*Given exercise:*
Repeat each of the lines below word for word, keeping their order.

*Available data:*
□ □ □ □ □ □ □

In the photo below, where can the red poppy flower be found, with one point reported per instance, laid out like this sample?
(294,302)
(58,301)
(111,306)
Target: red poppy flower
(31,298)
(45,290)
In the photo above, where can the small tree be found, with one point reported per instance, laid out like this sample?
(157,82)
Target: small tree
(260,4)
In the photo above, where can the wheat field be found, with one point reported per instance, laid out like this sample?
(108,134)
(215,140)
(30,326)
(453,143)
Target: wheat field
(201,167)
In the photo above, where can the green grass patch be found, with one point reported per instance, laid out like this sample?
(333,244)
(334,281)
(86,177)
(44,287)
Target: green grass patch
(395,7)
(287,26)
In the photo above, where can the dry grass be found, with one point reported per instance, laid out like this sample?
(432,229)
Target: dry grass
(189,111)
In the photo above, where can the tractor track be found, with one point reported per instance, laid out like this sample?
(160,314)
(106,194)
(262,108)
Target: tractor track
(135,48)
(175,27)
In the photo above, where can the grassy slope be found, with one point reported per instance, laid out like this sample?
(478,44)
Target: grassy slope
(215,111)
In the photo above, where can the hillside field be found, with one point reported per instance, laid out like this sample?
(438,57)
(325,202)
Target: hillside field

□ □ □ □ □ □ □

*Solution for this exercise:*
In the photo below, where can the red poppy flower be found, with one point reported per instance, laid out like this sample?
(294,302)
(58,301)
(111,306)
Target: red poppy flower
(31,298)
(45,290)
In the photo above, where can the small tree be found, with one point reported per instance, laid out like this sample?
(157,82)
Target: small tree
(260,4)
In the photo above, where can the wheat field be found, with one point reported per instance, laid out like this sample?
(108,134)
(215,140)
(30,326)
(453,143)
Target: wheat field
(201,167)
In the photo above, where can the green grass patch be found, with one point reported per instance, laid out like this sample?
(333,244)
(334,281)
(86,177)
(44,287)
Target: green grass patch
(395,7)
(287,26)
In the photo above, where can the dry grass be found, with one point reported per instance, laid out like this sample?
(432,229)
Target: dry grass
(189,111)
In the photo above, where can the tractor track be found, with one point reported per instance, laid out like this sample?
(160,314)
(106,194)
(262,108)
Target: tractor track
(135,48)
(175,27)
In the photo above, where can the grassy slope be found, with one point reported per instance, laid out like this sample?
(478,44)
Target: grassy slope
(215,111)
In the photo above, where can the hillside field be found, with one point reported per instance, laid out like this sample?
(438,57)
(325,202)
Target: hillside field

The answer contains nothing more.